### OBJECTIVE
Reproduce verbatim the lines from the one containing "sign --coords pixels" to the one containing "70L192 67L192 62L194", both included, and nothing else.

### MATERIAL TO PROCESS
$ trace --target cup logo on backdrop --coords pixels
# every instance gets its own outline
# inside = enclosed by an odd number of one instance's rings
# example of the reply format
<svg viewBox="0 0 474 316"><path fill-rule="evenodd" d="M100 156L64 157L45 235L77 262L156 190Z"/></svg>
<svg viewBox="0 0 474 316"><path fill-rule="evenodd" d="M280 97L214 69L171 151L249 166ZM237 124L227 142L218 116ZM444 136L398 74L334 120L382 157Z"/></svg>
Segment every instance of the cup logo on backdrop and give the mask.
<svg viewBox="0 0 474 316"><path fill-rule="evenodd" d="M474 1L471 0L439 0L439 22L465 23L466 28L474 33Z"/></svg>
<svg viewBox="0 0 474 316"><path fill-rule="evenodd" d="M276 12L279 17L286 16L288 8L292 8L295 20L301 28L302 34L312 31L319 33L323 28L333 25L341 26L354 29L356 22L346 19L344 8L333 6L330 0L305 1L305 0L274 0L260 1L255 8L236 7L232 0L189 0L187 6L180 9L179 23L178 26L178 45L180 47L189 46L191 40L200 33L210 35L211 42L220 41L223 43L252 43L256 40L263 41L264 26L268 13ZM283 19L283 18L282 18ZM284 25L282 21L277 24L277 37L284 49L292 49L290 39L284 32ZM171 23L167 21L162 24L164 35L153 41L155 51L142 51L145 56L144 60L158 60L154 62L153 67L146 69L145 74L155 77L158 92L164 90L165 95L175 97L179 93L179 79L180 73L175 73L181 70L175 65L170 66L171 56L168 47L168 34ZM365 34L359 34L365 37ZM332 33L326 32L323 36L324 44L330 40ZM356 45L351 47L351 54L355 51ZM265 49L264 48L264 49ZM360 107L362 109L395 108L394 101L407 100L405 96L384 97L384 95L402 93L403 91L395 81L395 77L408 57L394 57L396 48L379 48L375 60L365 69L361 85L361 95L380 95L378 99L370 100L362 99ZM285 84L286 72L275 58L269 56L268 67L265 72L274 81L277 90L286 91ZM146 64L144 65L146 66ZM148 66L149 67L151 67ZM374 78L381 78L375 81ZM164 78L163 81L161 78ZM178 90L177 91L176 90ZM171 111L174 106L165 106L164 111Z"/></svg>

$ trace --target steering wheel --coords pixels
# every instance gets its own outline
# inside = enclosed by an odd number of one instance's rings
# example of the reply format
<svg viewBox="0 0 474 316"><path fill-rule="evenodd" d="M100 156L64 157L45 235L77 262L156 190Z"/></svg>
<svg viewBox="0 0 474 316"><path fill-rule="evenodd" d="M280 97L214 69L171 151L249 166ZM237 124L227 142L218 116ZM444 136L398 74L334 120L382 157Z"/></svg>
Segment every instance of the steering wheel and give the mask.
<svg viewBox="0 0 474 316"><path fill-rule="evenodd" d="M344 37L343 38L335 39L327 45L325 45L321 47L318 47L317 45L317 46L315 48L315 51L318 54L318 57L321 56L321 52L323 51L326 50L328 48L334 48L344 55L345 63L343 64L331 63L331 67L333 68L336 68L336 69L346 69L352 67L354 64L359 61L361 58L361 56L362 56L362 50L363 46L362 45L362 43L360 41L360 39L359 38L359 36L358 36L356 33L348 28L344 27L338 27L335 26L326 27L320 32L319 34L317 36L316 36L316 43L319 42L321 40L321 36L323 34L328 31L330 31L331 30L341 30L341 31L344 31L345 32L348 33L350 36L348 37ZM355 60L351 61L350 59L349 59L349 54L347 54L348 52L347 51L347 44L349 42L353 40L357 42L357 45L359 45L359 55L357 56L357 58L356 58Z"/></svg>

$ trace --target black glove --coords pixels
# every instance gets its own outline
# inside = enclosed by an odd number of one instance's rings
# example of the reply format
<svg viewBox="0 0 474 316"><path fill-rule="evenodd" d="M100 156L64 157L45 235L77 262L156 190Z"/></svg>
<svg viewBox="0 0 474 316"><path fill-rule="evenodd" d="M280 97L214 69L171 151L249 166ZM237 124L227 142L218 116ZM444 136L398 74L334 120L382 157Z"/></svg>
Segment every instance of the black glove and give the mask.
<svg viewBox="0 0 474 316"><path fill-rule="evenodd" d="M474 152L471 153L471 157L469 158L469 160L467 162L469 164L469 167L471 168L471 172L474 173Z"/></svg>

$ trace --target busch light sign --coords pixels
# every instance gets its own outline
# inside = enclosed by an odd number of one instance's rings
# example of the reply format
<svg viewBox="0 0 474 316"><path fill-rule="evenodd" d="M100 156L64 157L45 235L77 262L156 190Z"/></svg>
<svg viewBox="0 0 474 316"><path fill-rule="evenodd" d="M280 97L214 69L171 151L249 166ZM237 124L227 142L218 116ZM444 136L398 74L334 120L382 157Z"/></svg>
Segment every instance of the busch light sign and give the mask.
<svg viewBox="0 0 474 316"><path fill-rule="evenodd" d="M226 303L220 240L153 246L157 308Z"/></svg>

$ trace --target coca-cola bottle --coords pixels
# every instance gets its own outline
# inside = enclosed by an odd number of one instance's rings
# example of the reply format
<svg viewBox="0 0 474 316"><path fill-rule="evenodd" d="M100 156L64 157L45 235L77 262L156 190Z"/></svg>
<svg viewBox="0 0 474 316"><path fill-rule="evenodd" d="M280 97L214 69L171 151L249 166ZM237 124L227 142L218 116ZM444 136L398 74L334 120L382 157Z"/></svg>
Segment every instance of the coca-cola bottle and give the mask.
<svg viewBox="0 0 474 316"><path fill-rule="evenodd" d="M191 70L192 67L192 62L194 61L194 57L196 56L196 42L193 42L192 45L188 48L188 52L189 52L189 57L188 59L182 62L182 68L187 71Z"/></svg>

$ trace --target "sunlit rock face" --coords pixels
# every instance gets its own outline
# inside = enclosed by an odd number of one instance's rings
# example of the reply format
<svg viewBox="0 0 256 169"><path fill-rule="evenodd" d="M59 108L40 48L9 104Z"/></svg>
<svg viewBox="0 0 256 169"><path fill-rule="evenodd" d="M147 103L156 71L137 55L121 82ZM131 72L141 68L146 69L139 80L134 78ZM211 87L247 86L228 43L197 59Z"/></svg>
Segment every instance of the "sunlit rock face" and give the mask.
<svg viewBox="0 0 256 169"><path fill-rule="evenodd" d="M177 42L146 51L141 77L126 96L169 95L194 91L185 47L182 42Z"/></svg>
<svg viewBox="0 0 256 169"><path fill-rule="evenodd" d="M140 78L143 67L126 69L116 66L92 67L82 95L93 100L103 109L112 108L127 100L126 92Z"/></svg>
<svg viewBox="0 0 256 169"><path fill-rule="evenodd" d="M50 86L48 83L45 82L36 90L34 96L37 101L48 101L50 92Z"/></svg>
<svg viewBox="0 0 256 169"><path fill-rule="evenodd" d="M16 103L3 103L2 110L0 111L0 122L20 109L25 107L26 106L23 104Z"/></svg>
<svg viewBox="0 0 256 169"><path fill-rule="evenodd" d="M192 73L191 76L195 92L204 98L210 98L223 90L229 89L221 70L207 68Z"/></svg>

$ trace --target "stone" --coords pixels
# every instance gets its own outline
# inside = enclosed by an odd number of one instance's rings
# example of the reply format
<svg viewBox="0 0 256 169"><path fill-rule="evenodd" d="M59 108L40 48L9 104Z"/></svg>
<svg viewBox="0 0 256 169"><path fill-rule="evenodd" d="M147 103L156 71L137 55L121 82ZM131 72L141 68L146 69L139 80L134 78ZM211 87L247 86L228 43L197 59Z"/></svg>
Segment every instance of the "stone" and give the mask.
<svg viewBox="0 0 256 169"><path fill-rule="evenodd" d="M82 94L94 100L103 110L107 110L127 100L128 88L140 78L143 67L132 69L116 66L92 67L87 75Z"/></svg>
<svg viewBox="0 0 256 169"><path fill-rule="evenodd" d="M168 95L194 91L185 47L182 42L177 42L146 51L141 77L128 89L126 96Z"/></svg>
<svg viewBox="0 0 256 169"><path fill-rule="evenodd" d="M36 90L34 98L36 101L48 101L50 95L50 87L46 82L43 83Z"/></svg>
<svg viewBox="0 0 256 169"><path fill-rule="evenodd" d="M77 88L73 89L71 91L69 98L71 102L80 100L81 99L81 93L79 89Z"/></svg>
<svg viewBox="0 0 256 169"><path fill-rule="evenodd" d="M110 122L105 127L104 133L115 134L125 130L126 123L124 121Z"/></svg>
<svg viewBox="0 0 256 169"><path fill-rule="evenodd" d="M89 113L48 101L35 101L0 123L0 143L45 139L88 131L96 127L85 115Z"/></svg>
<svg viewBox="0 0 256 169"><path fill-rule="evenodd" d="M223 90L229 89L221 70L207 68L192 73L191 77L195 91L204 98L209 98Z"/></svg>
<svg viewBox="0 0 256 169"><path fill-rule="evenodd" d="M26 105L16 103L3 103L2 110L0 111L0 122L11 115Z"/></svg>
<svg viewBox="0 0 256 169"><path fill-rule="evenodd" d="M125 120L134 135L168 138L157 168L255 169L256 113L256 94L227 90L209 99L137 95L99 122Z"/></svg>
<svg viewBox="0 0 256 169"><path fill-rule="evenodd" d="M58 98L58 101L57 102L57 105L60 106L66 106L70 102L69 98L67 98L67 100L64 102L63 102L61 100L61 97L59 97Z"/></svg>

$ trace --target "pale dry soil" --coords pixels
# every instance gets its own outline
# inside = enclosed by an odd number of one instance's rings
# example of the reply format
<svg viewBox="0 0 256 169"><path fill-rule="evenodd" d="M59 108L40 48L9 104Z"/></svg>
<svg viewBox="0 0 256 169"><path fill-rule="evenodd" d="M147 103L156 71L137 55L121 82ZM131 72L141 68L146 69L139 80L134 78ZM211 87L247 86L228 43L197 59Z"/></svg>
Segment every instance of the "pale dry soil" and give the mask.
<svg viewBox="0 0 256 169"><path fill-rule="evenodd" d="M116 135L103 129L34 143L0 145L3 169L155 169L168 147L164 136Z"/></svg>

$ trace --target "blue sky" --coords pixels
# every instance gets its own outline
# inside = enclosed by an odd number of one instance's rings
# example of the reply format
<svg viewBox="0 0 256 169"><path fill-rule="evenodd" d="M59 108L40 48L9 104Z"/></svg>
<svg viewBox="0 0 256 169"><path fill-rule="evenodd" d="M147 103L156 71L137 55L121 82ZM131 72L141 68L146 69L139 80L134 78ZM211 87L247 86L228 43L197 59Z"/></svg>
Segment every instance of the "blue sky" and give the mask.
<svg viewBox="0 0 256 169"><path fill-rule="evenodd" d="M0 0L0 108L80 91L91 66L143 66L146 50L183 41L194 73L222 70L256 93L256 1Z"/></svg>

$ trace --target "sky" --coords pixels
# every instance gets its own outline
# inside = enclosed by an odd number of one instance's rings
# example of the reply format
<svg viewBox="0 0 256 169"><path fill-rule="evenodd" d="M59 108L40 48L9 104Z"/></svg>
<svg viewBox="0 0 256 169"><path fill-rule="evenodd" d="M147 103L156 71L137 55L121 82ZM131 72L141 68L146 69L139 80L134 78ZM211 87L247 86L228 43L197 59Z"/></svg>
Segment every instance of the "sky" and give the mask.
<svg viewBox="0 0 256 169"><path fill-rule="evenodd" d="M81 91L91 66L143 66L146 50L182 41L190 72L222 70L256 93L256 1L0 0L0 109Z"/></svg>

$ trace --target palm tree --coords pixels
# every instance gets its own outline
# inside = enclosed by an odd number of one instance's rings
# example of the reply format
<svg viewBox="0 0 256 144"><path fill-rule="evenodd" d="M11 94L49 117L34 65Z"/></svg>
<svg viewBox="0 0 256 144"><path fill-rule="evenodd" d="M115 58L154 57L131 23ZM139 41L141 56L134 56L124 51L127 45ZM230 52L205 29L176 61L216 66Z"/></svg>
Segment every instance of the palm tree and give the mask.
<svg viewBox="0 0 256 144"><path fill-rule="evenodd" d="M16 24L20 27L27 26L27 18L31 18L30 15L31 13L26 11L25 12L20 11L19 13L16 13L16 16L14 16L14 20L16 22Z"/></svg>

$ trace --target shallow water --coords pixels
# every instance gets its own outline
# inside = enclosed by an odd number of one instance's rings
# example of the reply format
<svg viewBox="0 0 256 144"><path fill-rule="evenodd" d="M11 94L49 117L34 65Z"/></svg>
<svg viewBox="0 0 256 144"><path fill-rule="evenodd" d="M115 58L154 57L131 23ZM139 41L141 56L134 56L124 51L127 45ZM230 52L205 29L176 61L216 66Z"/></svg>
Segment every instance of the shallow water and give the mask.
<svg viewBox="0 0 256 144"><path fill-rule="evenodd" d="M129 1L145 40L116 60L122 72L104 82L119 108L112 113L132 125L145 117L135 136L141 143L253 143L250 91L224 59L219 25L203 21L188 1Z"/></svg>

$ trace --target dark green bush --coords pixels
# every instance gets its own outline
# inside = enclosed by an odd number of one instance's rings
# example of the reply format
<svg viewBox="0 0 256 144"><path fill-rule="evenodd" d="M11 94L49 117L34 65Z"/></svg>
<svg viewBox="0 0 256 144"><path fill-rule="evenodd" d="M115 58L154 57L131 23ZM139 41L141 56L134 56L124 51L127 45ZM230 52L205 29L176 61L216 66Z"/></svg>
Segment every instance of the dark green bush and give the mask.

### EXERCISE RESULT
$ trace --target busch light sign --coords pixels
# every instance gets its own outline
# inside = enclosed by an odd number of one instance's rings
# example of the reply format
<svg viewBox="0 0 474 316"><path fill-rule="evenodd" d="M100 156L64 157L45 235L77 262L156 190Z"/></svg>
<svg viewBox="0 0 474 316"><path fill-rule="evenodd" d="M280 97L214 69L171 151L249 166ZM237 124L227 142L218 116ZM444 136L398 74L334 120L382 157Z"/></svg>
Segment every instance of the busch light sign and give the mask.
<svg viewBox="0 0 474 316"><path fill-rule="evenodd" d="M226 303L220 240L153 246L157 308Z"/></svg>

$ trace --target coca-cola bottle --coords pixels
# every instance gets its own outline
# inside = enclosed by an odd number of one instance's rings
# example of the reply format
<svg viewBox="0 0 474 316"><path fill-rule="evenodd" d="M100 156L64 157L45 235L77 262L156 190Z"/></svg>
<svg viewBox="0 0 474 316"><path fill-rule="evenodd" d="M280 97L214 69L171 151L249 166ZM237 124L227 142L218 116ZM444 136L398 74L334 120L382 157Z"/></svg>
Segment every instance of the coca-cola bottle and give the mask.
<svg viewBox="0 0 474 316"><path fill-rule="evenodd" d="M191 70L192 67L192 62L194 61L194 57L196 56L196 42L193 42L192 45L188 48L188 52L189 52L189 57L188 59L182 62L182 68L187 71Z"/></svg>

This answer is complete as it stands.